**To do:** Each entry must be written out again exactly as it stands.

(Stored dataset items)
_ _ _ _ _ _ _

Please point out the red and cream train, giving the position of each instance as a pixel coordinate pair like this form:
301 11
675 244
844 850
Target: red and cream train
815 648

_ _ _ _ _ _ _

**Exercise result:**
Please point out the red and cream train, giving the position of each instance as a pixel coordinate pair like this form:
301 11
675 244
844 850
Target: red and cream train
815 648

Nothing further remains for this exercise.